**Aim of the exercise:** Which lines in the rows below contain the string "green"? Gather every such line and copy it whole, matching case exactly.
* * * * * * * * *
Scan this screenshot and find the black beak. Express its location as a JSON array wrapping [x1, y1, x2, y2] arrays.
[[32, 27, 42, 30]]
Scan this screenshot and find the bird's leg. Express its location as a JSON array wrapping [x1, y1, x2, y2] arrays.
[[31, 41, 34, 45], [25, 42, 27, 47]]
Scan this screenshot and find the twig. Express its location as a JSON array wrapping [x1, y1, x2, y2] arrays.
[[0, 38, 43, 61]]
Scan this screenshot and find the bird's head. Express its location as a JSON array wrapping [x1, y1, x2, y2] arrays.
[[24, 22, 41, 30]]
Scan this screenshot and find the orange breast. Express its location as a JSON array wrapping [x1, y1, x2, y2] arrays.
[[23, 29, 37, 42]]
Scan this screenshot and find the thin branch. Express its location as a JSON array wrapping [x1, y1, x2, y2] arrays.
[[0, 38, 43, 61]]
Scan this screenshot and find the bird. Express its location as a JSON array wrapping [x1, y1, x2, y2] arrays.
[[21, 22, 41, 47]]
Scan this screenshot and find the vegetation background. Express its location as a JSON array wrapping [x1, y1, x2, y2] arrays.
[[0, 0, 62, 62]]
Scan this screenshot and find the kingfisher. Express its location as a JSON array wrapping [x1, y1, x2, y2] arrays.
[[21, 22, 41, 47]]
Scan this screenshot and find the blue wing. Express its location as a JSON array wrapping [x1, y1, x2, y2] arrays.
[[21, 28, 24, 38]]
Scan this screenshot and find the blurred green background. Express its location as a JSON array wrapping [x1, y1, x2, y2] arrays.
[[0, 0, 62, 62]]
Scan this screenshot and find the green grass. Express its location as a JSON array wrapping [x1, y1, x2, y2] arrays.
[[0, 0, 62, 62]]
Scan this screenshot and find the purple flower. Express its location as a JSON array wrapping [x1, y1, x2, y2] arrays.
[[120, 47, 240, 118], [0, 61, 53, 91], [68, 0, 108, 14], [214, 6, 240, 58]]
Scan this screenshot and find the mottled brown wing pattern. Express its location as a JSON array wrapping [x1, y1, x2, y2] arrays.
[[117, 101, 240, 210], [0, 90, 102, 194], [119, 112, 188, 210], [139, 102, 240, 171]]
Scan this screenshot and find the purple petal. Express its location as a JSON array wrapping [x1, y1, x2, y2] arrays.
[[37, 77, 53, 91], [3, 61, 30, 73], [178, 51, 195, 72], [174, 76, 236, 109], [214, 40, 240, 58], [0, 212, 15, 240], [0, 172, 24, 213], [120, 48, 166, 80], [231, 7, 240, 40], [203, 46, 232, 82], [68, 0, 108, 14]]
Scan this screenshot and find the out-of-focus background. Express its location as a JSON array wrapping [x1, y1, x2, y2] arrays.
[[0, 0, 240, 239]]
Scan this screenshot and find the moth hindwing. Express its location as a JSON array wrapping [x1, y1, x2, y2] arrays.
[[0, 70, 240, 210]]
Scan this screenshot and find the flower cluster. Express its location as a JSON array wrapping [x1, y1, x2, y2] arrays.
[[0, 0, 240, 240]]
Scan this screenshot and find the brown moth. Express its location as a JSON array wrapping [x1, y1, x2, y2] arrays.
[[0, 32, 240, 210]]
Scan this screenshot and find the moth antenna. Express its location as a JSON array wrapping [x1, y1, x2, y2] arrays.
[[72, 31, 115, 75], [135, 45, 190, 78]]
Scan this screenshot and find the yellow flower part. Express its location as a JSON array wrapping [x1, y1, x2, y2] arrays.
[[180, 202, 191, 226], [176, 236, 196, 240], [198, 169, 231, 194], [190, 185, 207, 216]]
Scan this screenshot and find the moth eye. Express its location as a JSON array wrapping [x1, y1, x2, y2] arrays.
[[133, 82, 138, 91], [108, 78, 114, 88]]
* * * * * * * * *
**Complete answer:**
Scan this screenshot and find the blurred green background. Express its location as a JSON array wrapping [x1, y1, x2, y2] arrays.
Scan this screenshot and find the green grass. Express its location as a JSON array wrapping [x1, y1, x2, y2] arrays.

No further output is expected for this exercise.